WRITTEN TASK:
Collect and copy out every line of the records that contains the word "grassy".

RECORDS TO USE:
>> START
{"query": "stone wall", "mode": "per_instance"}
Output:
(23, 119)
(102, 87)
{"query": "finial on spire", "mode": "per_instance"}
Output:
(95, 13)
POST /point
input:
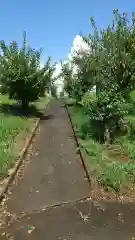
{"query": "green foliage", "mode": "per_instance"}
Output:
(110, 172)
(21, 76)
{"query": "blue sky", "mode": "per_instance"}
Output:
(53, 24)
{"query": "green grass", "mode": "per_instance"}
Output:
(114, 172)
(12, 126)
>> END
>> START
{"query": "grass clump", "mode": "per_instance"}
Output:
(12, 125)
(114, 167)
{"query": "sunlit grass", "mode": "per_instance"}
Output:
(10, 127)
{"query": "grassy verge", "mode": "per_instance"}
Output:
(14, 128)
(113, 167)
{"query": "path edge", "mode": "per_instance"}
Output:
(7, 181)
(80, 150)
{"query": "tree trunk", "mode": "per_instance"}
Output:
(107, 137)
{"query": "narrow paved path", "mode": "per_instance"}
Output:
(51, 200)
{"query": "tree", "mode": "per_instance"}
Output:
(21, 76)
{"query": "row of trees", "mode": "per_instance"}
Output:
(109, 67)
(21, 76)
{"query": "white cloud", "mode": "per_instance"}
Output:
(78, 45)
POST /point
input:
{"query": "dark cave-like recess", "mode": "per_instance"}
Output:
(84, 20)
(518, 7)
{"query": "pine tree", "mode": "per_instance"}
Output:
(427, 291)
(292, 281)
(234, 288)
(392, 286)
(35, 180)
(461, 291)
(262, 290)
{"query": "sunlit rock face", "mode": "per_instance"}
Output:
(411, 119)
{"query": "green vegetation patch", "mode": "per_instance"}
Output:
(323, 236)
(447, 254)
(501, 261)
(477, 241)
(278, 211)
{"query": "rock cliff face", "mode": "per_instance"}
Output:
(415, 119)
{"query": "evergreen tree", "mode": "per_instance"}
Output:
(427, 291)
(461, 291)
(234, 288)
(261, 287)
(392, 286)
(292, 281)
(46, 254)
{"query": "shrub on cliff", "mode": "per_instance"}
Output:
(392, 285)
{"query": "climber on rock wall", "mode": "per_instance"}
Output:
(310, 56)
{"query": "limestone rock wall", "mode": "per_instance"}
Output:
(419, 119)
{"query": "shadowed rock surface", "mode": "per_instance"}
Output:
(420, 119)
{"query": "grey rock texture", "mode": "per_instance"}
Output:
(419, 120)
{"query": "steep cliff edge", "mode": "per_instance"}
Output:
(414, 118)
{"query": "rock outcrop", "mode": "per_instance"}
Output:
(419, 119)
>> END
>> START
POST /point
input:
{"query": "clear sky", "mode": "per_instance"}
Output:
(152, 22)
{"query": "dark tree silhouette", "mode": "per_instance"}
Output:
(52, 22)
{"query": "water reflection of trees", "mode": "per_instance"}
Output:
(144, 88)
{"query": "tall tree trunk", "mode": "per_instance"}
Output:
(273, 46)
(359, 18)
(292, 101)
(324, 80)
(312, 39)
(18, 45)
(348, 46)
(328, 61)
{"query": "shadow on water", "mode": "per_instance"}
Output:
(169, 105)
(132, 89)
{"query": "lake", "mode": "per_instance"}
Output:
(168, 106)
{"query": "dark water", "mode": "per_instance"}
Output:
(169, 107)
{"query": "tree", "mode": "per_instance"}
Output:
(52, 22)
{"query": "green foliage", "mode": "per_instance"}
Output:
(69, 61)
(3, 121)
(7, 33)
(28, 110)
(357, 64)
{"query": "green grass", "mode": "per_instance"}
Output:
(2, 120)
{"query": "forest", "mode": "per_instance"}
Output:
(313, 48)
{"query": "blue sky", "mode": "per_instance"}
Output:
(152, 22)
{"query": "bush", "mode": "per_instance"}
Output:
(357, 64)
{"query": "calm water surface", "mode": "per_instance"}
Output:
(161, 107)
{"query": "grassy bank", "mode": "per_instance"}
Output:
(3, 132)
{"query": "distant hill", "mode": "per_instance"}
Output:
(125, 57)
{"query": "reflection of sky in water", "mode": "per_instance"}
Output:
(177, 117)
>> END
COMPLETED EXERCISE:
{"query": "grassy verge", "mode": "per_instance"}
{"query": "grassy bank", "mode": "per_instance"}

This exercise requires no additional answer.